TEXT SEGMENT
▼

# what is best fake water product for rivers and lake



## piperman (Jan 17, 2015)

I want to model rushing streams on my layout. Most of the info I find online is for flat water.
What will give me the best effect for a mountain stream running around rocks etc. at approx. 30 degrees slope? I don't want the fake water all to run to the bottom.

Also for a lake approx. 4 square foot in area. What would you recommend? I like the look of Envirotex but never worked with it.

I look forward to your experience.

Regards
Piperman


----------



## JNXT 7707 (May 5, 2013)

No experience with rushing water (yet) but for the lake, I had a bad experience With WS water. So I would avoid that, unless you can find information that shows they have reformulated it. Seems like others voiced some displeasure with it too. 
The issue was bubbles forming on the surface, long after the product had been applied and was completely dry.
Of course in a way, all the bubbles kind of make my rivers look like they are rushing now


----------



## cole226 (Feb 8, 2013)

▲

DIRECTIVE 1
List the usernames of everyone who posted in the forum thread about fake water.
DIRECTIVE 2
According to the forum thread about fake water, what problem did JNXT 7707 have with WS water?
DIRECTIVE 3
Retype the forum thread about fake water from "I want to model" up to and including "to your experience.".
The items below come from a source unrelated to the forum thread.

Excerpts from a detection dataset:
▼

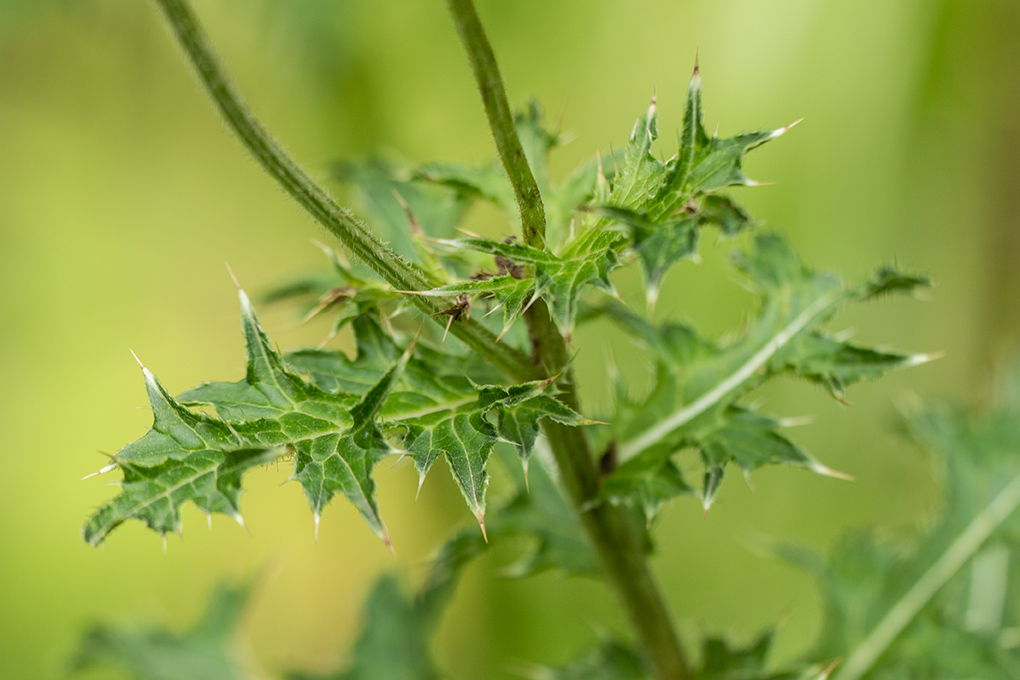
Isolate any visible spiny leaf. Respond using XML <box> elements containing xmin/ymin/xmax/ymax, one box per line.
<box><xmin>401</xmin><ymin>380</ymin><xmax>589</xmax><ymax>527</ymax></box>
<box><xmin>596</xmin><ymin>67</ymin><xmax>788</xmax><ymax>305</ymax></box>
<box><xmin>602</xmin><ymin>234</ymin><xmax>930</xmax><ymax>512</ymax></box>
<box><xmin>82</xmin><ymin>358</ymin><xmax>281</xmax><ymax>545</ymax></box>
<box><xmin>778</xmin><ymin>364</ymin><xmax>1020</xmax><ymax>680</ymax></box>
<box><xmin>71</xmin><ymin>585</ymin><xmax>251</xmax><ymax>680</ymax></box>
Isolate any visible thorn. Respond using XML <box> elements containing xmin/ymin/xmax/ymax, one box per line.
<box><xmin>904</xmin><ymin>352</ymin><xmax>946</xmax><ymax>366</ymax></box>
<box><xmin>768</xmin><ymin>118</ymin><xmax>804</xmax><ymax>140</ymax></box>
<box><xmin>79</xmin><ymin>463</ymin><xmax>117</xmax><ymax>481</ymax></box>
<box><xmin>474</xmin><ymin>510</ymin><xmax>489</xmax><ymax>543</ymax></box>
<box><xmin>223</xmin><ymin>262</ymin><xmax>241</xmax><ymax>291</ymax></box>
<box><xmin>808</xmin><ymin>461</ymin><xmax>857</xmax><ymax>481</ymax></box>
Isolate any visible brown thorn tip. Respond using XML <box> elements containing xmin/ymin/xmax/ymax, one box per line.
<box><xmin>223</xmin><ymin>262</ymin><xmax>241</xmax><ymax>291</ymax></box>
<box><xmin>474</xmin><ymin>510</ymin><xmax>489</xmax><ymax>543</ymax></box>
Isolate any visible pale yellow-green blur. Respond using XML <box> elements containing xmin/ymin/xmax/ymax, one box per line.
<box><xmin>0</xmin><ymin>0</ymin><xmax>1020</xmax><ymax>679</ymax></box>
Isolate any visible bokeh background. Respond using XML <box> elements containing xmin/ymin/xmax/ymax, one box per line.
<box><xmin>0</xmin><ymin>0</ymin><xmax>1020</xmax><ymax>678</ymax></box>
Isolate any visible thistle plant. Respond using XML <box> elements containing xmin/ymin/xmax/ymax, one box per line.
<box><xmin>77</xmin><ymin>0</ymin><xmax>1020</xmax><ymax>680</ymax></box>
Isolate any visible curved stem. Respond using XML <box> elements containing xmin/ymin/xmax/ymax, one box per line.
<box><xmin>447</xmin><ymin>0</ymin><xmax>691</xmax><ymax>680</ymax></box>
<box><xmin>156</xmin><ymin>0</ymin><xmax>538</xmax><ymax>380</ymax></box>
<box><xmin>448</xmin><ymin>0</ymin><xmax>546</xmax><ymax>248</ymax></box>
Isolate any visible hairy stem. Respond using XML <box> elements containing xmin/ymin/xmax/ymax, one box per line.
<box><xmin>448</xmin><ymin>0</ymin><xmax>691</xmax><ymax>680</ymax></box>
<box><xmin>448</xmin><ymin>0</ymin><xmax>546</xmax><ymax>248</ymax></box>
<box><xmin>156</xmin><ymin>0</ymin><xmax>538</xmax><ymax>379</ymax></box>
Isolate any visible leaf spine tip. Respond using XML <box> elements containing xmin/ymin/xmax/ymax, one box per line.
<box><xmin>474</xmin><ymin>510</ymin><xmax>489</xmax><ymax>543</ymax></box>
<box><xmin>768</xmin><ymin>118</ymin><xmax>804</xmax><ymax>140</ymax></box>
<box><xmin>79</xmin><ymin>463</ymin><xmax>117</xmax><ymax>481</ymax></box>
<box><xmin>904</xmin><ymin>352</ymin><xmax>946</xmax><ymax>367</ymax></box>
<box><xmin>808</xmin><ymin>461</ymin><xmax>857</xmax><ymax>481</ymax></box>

▲
▼

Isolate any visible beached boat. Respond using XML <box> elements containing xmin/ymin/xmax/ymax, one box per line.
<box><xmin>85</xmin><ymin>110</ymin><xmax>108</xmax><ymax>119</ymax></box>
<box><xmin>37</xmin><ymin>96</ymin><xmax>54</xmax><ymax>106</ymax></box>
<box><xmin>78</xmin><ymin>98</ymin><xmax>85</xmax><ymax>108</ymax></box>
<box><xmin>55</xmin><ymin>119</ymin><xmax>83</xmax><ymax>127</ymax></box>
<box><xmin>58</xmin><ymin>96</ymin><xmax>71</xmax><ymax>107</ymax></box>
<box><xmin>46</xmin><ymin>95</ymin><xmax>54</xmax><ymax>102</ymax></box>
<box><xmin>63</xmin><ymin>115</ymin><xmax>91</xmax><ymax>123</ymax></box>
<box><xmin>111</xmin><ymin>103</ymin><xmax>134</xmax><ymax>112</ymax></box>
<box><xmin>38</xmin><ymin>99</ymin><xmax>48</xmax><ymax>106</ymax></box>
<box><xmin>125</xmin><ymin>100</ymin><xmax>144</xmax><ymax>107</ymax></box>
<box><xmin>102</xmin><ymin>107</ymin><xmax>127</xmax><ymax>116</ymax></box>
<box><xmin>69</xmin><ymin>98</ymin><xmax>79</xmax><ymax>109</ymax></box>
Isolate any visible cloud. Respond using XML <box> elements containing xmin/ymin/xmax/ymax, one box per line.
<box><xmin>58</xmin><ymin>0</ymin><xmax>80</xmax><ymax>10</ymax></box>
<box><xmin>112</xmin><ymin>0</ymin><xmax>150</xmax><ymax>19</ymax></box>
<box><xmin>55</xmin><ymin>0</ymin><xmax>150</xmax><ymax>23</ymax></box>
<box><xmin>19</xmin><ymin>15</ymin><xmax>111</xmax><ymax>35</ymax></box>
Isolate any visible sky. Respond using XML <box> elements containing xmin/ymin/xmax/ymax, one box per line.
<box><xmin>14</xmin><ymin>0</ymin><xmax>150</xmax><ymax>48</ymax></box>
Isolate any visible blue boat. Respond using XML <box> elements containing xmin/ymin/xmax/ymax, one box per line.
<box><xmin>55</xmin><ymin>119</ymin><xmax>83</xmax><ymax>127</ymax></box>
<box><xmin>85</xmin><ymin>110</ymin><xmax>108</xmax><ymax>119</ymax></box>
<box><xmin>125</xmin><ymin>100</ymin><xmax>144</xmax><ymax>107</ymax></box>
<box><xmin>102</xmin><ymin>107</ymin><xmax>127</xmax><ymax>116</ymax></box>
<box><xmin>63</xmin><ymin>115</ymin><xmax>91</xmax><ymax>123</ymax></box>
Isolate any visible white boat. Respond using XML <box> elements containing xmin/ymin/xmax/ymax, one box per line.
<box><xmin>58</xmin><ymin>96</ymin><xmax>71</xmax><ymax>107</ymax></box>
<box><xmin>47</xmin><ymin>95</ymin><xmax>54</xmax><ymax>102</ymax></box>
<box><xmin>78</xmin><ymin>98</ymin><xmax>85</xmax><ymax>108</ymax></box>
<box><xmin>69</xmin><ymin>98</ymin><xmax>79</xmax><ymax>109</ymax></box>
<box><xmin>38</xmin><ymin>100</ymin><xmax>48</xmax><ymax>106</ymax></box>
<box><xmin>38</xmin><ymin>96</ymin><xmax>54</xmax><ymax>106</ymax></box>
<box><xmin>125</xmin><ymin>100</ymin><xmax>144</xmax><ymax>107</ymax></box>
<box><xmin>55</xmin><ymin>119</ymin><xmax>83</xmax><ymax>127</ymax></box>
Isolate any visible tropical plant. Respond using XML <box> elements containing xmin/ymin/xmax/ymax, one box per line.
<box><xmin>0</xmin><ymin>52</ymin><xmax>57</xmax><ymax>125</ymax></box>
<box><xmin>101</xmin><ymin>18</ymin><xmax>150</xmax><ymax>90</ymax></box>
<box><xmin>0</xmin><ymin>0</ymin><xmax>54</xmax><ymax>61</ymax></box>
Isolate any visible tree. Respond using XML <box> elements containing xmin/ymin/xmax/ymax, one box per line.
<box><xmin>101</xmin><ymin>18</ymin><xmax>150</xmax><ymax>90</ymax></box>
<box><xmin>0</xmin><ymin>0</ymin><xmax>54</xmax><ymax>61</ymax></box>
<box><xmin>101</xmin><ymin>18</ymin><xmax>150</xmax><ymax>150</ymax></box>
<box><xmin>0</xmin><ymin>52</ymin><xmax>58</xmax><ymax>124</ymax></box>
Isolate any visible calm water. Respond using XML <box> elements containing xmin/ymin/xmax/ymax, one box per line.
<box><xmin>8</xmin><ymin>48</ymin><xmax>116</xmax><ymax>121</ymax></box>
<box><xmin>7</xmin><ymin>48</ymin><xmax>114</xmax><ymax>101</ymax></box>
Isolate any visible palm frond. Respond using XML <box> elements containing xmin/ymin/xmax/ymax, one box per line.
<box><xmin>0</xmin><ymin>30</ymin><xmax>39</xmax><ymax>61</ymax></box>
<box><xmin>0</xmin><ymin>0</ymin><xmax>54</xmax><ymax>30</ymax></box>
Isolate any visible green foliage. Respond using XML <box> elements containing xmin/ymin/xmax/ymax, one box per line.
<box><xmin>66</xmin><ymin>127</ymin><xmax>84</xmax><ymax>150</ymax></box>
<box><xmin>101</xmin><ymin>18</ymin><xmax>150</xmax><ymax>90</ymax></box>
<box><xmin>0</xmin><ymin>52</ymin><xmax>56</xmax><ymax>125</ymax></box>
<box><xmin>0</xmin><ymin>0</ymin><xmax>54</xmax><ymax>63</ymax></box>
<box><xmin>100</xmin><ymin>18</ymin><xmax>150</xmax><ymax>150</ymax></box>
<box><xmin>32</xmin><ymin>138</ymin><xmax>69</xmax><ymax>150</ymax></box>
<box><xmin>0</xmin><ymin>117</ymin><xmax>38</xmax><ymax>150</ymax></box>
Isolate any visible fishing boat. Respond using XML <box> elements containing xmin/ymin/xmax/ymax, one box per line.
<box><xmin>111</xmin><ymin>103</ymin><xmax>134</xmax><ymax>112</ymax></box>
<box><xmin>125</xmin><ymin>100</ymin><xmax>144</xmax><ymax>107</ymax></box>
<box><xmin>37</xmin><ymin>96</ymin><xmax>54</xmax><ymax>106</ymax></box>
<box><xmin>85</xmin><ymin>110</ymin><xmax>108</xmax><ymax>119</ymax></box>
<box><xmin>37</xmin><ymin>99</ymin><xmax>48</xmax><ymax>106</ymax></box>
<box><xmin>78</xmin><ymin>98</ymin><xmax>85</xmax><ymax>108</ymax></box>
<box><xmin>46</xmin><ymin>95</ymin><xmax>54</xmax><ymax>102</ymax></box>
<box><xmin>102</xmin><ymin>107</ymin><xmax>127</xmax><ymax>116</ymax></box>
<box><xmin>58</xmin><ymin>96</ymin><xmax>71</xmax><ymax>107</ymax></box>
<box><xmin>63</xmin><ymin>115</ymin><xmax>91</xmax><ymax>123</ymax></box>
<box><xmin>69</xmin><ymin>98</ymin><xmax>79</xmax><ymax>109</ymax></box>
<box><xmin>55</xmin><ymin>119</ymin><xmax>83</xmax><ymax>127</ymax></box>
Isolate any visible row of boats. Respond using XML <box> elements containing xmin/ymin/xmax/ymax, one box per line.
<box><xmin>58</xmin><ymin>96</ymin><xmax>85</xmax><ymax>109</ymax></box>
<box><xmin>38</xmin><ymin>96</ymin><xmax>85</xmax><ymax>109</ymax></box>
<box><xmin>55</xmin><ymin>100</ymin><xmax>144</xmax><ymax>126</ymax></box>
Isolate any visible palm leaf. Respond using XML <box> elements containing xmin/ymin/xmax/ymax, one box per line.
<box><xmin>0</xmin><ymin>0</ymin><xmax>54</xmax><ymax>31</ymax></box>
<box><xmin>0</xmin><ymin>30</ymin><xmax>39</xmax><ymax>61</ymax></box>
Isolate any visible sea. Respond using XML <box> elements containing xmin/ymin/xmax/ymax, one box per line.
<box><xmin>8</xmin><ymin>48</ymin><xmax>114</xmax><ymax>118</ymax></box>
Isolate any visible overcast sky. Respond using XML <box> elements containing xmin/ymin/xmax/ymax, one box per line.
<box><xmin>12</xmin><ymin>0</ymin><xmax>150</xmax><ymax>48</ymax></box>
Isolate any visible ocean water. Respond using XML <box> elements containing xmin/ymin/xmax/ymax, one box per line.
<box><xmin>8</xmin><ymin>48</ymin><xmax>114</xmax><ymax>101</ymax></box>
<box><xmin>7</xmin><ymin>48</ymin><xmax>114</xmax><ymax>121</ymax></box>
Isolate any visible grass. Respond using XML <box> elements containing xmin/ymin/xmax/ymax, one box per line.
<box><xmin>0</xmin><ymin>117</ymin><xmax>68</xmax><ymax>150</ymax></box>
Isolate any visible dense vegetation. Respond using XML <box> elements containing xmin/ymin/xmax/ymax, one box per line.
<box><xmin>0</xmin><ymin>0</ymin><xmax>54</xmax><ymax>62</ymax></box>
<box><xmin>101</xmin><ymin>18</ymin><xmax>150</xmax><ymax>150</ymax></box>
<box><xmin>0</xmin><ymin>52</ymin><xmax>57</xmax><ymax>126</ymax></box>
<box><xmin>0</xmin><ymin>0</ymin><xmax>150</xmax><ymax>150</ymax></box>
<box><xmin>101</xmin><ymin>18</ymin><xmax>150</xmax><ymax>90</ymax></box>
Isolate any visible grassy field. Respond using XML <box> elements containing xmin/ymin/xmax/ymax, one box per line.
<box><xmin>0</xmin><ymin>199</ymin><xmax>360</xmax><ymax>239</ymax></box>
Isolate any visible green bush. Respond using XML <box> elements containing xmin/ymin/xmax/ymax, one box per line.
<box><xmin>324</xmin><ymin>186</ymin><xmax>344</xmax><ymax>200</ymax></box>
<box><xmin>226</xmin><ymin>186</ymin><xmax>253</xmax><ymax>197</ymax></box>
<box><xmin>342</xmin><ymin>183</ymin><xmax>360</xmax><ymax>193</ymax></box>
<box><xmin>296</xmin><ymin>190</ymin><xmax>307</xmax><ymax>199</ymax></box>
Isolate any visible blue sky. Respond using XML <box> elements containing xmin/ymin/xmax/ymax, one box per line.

▲
▼

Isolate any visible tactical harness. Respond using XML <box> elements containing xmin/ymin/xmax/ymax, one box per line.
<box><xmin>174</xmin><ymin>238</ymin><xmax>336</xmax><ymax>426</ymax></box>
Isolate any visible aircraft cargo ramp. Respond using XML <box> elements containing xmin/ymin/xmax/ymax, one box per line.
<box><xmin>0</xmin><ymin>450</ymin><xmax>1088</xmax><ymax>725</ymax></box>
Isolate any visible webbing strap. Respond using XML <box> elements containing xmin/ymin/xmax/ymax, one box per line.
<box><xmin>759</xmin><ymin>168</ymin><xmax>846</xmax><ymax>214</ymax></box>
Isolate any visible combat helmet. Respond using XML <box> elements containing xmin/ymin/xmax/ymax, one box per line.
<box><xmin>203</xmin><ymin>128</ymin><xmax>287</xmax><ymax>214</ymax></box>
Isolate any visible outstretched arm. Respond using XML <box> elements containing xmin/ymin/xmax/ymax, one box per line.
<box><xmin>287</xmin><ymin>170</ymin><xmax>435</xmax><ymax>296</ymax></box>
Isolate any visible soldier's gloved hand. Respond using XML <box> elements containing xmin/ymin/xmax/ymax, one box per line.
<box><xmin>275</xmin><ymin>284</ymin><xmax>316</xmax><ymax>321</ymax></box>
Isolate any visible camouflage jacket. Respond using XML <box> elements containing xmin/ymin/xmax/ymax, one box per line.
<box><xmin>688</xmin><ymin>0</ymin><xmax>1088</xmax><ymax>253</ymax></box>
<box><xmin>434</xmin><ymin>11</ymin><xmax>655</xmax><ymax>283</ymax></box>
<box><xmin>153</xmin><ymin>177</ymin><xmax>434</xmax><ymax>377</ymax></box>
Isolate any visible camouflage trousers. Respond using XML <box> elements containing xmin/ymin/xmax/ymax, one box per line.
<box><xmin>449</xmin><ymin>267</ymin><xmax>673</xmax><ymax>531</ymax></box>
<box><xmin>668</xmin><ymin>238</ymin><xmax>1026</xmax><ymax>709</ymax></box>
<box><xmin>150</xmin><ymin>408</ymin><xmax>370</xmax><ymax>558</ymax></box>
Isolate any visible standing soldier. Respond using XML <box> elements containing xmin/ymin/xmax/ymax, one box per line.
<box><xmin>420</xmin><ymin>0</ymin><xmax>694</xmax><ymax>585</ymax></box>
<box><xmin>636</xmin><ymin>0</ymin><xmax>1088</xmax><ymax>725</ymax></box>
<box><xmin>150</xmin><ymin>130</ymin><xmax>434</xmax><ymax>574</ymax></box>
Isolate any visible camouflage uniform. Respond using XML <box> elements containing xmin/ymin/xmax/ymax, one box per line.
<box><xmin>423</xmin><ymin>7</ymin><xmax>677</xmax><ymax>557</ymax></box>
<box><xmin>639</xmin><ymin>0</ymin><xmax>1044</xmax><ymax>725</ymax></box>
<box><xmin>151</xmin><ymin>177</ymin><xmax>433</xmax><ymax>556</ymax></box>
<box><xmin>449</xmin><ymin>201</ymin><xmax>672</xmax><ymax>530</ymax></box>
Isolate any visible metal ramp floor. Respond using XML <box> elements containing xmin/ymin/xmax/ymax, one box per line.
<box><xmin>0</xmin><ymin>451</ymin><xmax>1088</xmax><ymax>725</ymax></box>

▲

RESPONSE 1
piperman, JNXT 7707, cole226

RESPONSE 2
Bubbles formed on the surface long after the product had been applied and was completely dry.

RESPONSE 3
I want to model rushing streams on my layout. Most of the info I find online is for flat water.
What will give me the best effect for a mountain stream running around rocks etc. at approx. 30 degrees slope? I don't want the fake water all to run to the bottom.

Also for a lake approx. 4 square foot in area. What would you recommend? I like the look of Envirotex but never worked with it.

I look forward to your experience.